— BEGIN —

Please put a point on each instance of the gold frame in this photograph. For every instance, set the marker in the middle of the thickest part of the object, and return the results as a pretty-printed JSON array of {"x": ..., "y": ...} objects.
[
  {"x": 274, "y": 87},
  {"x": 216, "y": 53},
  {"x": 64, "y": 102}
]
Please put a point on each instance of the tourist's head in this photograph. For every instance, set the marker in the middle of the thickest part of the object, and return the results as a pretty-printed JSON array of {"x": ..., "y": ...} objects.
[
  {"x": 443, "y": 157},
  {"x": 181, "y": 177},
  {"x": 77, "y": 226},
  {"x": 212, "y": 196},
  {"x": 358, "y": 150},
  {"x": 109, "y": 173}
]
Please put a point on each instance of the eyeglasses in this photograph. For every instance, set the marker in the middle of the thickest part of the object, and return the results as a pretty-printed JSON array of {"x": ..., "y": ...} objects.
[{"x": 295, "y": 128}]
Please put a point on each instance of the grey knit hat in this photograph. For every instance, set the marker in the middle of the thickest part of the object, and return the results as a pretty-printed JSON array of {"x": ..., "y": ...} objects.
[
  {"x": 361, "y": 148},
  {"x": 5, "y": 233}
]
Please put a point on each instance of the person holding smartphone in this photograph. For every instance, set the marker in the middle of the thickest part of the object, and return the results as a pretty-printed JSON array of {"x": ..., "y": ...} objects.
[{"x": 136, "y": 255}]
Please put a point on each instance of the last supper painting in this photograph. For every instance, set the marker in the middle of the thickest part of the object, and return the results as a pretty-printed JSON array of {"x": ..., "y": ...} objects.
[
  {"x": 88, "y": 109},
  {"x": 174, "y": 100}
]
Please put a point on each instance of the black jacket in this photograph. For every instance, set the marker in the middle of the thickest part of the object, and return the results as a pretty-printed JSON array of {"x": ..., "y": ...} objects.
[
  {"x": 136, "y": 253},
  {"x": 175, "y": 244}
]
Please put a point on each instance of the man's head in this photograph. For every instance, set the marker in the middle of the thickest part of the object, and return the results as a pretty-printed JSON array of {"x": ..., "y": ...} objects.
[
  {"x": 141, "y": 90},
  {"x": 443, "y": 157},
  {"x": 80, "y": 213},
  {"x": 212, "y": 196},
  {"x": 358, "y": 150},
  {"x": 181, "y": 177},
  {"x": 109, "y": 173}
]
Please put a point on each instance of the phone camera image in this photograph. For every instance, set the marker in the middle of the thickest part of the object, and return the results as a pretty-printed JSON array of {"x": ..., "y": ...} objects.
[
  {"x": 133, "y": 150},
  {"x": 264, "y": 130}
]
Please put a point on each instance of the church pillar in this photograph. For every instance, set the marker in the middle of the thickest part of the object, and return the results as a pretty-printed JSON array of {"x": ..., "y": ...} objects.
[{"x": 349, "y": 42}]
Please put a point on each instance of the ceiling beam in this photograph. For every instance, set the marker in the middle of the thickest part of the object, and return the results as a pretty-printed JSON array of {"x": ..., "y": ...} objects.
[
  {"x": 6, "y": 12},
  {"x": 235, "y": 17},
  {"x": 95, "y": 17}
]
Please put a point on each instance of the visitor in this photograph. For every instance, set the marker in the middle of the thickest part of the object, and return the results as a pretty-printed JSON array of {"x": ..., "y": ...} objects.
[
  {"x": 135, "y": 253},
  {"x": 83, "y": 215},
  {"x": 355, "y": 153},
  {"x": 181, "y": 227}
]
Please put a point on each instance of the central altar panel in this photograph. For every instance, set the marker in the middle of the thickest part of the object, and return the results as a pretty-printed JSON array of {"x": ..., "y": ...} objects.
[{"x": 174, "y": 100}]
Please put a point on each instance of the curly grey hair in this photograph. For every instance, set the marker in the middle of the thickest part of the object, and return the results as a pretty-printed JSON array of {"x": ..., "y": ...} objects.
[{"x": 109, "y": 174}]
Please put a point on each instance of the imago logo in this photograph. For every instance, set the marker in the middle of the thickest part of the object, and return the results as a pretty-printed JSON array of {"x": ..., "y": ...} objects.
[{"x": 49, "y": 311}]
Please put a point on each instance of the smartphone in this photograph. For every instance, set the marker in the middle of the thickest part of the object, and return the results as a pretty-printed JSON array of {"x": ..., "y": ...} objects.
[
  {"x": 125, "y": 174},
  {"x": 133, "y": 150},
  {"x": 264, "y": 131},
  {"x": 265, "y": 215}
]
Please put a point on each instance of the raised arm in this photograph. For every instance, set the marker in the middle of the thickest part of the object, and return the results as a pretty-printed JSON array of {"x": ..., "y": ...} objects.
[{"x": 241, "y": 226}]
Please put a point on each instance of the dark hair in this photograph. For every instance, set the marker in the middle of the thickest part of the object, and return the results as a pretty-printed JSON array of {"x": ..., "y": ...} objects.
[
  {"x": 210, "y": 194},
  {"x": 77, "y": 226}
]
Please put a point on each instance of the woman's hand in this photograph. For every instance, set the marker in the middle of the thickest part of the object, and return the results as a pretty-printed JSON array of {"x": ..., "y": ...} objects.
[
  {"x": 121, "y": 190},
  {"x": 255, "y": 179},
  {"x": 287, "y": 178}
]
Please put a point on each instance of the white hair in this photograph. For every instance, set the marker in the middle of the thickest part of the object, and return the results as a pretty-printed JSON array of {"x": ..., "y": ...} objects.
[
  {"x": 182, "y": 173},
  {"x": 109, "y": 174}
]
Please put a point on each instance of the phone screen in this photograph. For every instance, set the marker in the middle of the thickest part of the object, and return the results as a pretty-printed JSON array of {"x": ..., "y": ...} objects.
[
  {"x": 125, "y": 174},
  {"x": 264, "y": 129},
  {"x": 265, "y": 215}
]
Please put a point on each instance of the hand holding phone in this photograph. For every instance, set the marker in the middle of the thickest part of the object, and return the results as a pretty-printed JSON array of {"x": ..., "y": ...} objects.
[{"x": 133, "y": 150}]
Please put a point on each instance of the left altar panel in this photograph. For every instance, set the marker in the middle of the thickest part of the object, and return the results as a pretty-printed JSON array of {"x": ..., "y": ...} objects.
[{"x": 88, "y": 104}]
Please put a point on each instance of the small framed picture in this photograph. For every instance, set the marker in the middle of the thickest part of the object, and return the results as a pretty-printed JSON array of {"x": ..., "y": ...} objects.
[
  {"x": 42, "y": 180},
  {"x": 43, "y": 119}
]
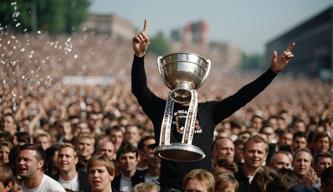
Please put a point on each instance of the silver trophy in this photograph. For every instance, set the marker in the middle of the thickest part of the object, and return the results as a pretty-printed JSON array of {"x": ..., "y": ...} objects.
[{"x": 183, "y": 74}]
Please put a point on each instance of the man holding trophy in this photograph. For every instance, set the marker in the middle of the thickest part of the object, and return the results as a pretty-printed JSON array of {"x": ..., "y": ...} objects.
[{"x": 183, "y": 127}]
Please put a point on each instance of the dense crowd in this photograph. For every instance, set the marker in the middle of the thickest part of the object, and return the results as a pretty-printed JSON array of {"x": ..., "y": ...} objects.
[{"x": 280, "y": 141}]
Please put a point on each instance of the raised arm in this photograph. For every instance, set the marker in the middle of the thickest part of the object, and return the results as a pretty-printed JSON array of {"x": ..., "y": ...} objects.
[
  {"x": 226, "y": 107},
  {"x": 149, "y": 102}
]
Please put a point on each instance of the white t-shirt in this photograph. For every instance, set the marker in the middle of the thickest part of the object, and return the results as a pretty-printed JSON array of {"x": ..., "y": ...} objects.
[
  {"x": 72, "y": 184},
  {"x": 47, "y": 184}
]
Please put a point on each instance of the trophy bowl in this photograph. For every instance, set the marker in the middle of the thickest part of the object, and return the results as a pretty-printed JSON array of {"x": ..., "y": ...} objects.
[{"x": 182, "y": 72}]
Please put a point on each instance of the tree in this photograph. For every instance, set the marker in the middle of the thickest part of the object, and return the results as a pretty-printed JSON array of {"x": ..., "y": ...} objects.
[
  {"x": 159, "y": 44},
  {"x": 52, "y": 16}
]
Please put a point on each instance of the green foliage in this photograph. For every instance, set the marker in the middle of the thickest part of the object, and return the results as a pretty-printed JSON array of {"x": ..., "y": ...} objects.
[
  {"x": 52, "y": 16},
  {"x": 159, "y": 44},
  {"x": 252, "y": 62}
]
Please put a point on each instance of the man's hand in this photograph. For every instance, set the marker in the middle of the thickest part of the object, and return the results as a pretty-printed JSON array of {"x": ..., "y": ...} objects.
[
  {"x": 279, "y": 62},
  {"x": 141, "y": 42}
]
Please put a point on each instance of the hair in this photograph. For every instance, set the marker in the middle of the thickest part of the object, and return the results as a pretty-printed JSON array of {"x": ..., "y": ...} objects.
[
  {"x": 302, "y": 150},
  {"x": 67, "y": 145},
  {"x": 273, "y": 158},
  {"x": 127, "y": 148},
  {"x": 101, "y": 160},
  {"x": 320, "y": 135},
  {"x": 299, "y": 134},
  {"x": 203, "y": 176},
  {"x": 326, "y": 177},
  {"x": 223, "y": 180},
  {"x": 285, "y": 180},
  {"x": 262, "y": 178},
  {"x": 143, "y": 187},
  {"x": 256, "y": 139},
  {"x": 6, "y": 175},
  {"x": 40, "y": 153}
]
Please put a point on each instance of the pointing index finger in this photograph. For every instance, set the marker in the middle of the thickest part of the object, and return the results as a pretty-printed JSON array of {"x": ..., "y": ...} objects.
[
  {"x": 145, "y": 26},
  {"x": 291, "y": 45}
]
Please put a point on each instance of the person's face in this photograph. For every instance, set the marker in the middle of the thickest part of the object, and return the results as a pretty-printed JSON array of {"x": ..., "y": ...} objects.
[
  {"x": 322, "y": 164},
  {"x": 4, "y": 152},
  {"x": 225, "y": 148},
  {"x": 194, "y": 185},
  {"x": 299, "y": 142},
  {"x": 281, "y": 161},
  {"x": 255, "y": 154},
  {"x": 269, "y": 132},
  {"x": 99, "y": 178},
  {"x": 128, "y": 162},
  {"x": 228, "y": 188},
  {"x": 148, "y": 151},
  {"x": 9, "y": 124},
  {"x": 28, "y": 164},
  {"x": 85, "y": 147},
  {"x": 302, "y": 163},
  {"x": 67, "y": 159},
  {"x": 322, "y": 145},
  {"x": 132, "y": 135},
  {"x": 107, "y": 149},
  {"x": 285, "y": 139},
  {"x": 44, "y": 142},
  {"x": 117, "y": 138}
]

— END —
— BEGIN —

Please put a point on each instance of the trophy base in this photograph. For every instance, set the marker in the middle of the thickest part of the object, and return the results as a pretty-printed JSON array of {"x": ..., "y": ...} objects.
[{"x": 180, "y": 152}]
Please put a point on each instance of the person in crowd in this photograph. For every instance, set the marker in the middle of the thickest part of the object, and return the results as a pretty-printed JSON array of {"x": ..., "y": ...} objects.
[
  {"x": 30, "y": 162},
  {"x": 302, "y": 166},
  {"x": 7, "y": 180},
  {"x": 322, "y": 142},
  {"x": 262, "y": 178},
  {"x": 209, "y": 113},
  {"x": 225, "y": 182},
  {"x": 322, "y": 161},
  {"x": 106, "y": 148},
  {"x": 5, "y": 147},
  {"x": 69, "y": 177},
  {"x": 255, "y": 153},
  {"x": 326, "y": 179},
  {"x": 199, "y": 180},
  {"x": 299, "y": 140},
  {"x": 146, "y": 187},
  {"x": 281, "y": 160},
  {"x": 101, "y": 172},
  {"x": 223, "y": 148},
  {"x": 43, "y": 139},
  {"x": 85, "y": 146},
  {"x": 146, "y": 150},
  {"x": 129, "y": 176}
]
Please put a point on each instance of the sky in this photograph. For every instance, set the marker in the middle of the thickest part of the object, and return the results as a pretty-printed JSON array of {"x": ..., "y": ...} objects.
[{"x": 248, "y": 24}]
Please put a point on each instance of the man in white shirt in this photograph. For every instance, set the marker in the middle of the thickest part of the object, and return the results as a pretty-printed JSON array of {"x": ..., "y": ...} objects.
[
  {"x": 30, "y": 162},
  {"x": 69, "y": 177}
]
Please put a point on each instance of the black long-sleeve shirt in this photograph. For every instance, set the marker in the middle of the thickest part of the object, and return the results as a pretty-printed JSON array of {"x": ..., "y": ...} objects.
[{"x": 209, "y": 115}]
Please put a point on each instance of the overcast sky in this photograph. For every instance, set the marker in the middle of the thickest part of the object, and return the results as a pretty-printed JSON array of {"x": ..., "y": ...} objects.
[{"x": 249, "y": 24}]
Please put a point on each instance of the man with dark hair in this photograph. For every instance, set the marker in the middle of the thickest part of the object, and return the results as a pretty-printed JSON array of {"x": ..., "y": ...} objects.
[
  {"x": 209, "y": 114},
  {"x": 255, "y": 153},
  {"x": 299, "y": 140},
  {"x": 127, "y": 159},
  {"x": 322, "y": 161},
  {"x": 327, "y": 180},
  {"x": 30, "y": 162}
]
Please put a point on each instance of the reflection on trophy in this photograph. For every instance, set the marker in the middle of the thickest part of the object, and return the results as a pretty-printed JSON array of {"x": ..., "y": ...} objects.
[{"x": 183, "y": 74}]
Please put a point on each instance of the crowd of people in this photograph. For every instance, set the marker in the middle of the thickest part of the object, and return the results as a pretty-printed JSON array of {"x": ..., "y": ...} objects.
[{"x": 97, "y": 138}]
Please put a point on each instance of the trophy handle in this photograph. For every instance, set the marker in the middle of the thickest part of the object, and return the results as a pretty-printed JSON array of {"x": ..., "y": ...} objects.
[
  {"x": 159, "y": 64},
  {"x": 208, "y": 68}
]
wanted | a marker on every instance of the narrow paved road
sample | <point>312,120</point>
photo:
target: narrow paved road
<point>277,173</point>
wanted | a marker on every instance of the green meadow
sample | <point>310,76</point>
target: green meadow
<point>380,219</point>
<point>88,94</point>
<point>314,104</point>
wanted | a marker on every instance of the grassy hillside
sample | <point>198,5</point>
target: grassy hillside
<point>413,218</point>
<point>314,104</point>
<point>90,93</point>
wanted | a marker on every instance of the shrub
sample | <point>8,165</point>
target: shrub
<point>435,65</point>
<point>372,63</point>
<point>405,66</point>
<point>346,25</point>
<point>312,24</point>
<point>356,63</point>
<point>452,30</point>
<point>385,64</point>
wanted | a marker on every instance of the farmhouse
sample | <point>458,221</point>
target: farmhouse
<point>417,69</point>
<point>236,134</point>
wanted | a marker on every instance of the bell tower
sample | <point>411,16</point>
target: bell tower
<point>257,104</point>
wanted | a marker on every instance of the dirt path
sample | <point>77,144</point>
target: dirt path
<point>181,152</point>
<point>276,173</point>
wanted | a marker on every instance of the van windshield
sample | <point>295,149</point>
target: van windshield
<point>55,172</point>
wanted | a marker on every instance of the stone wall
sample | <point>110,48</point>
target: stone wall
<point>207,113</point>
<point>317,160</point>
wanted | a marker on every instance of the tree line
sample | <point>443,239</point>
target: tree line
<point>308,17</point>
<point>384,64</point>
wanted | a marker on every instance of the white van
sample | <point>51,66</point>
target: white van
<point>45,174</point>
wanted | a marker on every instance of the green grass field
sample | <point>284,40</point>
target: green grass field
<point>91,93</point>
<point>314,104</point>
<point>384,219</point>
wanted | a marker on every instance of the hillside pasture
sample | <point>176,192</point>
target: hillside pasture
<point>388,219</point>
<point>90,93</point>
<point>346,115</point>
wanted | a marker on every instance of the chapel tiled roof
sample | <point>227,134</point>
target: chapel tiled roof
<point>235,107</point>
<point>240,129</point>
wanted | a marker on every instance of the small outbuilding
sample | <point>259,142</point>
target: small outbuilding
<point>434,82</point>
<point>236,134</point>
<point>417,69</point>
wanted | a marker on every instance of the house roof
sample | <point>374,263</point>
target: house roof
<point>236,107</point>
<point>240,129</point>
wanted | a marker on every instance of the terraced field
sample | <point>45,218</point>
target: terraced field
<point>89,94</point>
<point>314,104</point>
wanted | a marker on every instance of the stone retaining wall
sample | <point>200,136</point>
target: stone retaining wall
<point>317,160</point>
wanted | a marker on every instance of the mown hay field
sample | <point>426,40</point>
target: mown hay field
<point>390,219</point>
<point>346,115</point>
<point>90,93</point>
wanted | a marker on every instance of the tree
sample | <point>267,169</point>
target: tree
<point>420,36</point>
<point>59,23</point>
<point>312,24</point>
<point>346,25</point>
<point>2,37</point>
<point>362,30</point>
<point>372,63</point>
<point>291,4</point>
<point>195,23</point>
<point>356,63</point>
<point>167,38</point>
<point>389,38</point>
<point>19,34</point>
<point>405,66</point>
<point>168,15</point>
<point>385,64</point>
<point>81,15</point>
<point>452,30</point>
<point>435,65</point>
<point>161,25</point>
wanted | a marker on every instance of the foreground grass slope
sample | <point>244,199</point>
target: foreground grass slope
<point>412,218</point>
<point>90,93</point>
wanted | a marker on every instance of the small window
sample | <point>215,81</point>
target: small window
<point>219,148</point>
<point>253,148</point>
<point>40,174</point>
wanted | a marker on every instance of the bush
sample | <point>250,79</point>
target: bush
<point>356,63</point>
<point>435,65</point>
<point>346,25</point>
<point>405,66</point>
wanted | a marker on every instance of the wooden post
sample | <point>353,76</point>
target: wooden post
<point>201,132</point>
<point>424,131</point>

— END —

▸ AIM OF THE TASK
Put the lines of the records above that fall between the line holding "wanted | a marker on every instance of the shrub" and the line holding "<point>55,172</point>", both included, into a JSON list of strings, one string per line and blank lines left out.

▸ THE RESPONSE
[
  "wanted | a marker on every instance of the shrub",
  "sample | <point>8,165</point>",
  "target: shrub",
  "<point>435,65</point>",
  "<point>372,63</point>",
  "<point>405,66</point>",
  "<point>346,25</point>",
  "<point>312,24</point>",
  "<point>356,63</point>",
  "<point>452,30</point>",
  "<point>385,64</point>",
  "wanted | a marker on every instance of the farmhouse",
  "sample | <point>458,221</point>",
  "target: farmhouse",
  "<point>417,69</point>",
  "<point>236,134</point>",
  "wanted | a marker on every instance of the bell tower",
  "sample | <point>411,16</point>",
  "target: bell tower",
  "<point>257,104</point>",
  "wanted | a marker on every instance of the dirt path",
  "sample | <point>77,144</point>",
  "target: dirt path",
  "<point>181,152</point>",
  "<point>276,173</point>",
  "wanted | a marker on every instance of the van windshield",
  "sample | <point>295,149</point>",
  "target: van windshield",
  "<point>55,172</point>"
]